* _Source passage_:
TMS at Comic-Con: Doctor Who‘s Peter Capaldi Talks Monsters, Maisie Williams, and His Future with the Series
"I think that's why guys like me get cast. Because there's something about us that suggests we could be idiots. "
As part of The Mary Sue’s San Diego Comic Con coverage, former editor Sam Maggs spoke to Doctor Who‘s Peter Capaldi earlier today about Clara and The Doctor’s relationship, Maisie Williams’ hijinks, and the scary upcoming season.
Capaldi: I think it remains complicated. I think initially Clara probably felt, well, you know, this is my best friend but now he’s become this guy who has very poor social skills and who’s rather impatient and just wants to get on with traveling around the universe, do I really want to be around him anymore? Is it worth it, to be around him? And I think she’s decided that it is worth being around him. I think the Doctor is deeply, deeply bonded with Clara, one of the things about the character of the Doctor is that he sees things and understands things that are beyond the perception of human beings, he’s not a human being. So he knows things about Clara’s future that she doesn’t know, so I think that’s informed his decision to stay with her. But she tries to improve his social skills and make him more palatable to those human beings that he’s impatient with. And I think they have a great relationship, it’s a fairly unusual relationship for television. It’s romantic in the old sense, they’re two people who are really crazy about each other but they’re not romantically involved.
Sam Maggs [on behalf of The Mary Sue]: Jenna [Coleman] was saying that you’re both feeling a little more reckless this season, like you said, running towards danger instead of away from it. With her, she lost Danny, and that might be motivating her, but what do you think is motivating the Doctor to throw caution to the wind this season?
Capaldi: Because, you know, the universe is very dark. And inevitably that is where he will wind up, inevitably the darkness he will have to fight. He will have to face terrible things. So, rather than going “oh no, I have to face something terrible…” I always think he’s a very joyful character, I think he can find the joy in just sitting in a carpark watching the sun coming up, feeling the wind. These are amazing, these kinds of beautiful things to him, and he’s impatient when people don’t get that.
Reporter: You have such a great knack for banter, have you thought at all about writing for the show?
Capaldi: No, I think the show is so…I’m so full of awe and admiration for Steven [Moffat] and for the writers that work on the show and what they do is extraordinary because they’ve got to deliver. The constitency of the show is so long, you have to be able to deliver episodes that are interesting to students, to little kids, to hipsters, to middle aged people, to cover all those bases you have to really be a skilled writer, and I don’t have that skill. And the same with directors, someone will say ”do you want to direct” and I’ll go no, really, because I see what those people have to go through!

* _Records shown_:
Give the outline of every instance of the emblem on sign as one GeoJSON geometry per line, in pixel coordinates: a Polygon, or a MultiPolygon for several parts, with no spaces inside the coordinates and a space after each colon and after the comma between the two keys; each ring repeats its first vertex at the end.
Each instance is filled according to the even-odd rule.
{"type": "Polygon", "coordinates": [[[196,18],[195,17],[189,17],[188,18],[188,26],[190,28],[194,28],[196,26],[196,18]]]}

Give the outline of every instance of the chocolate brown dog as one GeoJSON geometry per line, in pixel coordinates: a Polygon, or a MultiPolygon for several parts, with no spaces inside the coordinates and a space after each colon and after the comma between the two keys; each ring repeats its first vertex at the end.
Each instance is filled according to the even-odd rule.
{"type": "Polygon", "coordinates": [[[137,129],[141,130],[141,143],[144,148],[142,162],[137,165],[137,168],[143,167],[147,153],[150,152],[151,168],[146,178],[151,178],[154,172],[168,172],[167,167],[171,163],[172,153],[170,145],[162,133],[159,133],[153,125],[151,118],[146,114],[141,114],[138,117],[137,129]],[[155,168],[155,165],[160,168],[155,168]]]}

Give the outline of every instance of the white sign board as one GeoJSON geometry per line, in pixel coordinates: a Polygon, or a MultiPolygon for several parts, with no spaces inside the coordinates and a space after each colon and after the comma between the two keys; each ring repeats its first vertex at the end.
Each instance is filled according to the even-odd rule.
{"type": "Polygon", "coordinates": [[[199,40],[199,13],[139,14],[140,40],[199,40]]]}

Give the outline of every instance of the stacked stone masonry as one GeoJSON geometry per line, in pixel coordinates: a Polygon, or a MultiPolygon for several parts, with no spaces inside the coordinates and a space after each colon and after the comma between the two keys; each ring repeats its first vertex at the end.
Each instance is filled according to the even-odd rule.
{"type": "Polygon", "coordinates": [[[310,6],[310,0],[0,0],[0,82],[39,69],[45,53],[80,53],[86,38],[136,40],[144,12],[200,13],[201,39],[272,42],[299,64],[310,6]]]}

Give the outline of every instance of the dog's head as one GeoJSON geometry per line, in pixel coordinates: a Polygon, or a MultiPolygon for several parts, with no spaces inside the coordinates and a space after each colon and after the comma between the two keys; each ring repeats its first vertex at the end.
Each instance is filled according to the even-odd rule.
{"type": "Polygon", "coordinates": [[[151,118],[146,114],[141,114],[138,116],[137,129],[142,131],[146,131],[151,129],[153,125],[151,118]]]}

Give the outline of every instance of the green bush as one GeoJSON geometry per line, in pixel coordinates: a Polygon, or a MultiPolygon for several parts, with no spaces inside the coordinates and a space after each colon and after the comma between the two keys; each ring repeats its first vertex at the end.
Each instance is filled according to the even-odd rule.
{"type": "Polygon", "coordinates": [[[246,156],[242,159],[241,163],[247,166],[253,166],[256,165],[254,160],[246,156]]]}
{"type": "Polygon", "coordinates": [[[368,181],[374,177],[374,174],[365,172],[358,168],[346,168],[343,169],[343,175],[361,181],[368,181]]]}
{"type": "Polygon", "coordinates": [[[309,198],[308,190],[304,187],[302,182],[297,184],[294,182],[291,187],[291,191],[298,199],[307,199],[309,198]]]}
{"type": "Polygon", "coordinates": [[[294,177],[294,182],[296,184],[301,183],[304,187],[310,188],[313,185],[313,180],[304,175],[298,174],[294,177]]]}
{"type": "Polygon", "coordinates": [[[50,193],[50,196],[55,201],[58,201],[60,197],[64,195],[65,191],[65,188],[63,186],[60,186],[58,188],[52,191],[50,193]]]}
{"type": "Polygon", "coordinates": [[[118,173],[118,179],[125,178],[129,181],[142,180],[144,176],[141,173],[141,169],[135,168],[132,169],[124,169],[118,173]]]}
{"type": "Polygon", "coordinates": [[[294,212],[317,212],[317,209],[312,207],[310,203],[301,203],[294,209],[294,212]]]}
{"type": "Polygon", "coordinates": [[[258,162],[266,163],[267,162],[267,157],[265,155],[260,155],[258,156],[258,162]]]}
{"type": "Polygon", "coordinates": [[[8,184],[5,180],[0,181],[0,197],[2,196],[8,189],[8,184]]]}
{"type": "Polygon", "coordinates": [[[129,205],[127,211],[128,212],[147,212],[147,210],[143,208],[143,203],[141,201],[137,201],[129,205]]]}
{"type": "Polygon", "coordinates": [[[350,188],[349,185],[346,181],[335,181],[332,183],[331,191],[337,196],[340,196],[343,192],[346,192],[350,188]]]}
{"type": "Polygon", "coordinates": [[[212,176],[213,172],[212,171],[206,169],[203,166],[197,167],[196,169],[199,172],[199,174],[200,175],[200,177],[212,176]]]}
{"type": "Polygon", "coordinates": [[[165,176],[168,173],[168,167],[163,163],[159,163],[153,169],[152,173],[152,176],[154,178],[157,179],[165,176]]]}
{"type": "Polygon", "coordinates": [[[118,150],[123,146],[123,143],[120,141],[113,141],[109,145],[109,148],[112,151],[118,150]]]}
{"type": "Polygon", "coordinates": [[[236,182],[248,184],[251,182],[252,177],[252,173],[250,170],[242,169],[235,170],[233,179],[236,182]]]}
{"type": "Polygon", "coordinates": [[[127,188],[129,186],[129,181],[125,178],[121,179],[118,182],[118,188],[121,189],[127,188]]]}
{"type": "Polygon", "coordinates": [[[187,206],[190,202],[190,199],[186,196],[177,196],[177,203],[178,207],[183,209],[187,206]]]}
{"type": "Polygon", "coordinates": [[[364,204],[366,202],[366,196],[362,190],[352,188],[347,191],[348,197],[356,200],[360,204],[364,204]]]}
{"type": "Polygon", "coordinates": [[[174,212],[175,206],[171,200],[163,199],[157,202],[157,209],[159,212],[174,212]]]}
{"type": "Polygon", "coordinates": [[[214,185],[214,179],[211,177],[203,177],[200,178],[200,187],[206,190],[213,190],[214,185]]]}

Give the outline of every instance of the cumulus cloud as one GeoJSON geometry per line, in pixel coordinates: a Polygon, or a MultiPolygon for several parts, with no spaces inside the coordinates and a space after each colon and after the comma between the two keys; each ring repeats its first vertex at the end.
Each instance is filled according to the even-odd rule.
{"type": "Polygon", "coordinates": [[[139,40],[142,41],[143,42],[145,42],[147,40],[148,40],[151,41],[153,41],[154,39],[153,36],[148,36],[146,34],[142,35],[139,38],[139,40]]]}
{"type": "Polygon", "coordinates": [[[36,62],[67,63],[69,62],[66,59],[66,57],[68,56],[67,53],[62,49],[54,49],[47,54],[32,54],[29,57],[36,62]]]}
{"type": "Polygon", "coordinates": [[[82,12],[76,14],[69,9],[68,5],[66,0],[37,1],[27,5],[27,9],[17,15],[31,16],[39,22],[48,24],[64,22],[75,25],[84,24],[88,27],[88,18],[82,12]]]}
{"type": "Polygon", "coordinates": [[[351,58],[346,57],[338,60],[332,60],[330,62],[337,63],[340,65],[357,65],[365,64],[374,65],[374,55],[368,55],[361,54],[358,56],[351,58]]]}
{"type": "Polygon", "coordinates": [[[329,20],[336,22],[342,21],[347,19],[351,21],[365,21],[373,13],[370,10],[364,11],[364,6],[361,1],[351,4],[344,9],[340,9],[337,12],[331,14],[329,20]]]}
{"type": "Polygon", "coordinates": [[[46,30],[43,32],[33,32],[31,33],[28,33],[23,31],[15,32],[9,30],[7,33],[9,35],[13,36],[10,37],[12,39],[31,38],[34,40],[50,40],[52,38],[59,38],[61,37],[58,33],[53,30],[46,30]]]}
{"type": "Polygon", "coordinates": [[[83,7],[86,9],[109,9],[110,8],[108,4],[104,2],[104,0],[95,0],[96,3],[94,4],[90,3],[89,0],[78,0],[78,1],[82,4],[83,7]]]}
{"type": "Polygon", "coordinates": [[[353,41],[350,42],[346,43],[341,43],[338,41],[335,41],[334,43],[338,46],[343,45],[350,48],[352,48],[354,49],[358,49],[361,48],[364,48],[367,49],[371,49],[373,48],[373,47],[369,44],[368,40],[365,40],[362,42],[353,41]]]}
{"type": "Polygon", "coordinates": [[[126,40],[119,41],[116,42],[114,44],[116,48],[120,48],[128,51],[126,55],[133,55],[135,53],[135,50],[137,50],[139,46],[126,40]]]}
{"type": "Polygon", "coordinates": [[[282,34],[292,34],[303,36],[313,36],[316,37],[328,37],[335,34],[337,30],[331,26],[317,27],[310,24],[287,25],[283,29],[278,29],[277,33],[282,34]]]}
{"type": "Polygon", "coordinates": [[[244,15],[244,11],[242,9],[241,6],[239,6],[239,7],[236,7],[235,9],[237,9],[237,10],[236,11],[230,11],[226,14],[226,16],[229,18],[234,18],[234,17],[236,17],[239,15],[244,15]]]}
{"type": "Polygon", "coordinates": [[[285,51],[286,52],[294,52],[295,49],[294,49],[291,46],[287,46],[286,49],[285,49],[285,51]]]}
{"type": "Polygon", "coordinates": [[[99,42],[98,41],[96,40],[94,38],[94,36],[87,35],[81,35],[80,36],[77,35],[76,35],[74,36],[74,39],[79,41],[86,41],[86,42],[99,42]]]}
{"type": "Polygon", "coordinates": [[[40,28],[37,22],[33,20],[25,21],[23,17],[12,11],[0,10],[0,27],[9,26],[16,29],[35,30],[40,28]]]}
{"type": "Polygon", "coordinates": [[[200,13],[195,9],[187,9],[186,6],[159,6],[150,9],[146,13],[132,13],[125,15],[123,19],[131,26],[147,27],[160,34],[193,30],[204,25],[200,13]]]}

* _To be done_: Please resume the Comic-Con interview with Peter Capaldi, continuing on from its final line.

* _Final result_:
Reporter: When you say “do you want to direct,” do you mean people like us asking, or have people on the show asked you to direct?
Capaldi: It’s sometimes suggested, but I don’t really see how I could have the time to do that. And to be on the show.
Reporter: Is there any thought of going for the record, going for Tom Baker’s record?
Capaldi: It’s not up to me. I’m very thrilled to be there, every day I find it an extraordinarily privileged position to be in, to get up in the morning and go into work on the TARDIS or chase men in rubber suits down corridors and be part of all this, so I’m just happy to be there as long as people want me to be.
Sam Maggs: Some of my favorite episodes of Doctor Who are the scarier episodes, I really love that. I know episodes 3 and 4 this season are supposed to be a little darker, can you talk a little bit about the Doctor’s journey in those episodes?
Capaldi: I think generally there are scarier monsters. I was thinking about it, we have quite a lot of vintage monsters who have been reformed and have a new vigor about them. But it’s interesting, I was thinking of the new monsters we have, they have a kind of, more…they’re like creatures from the Id. They’re much more creatures from the subconcsious, and are frightening that way. And there are things that play with the Doctor in particular, his understanding of the world and the way he sees it is played with. He’s pushed onto the other side of his understanding of what monsters are. But later, as the season unfolds, there are stranger creatures.
Reporter: You’ve talked a little bit about the darkness of the show and the character being so joyful. For you, how do you find that balance, and do you feel like it verges one way or another over the course of the season?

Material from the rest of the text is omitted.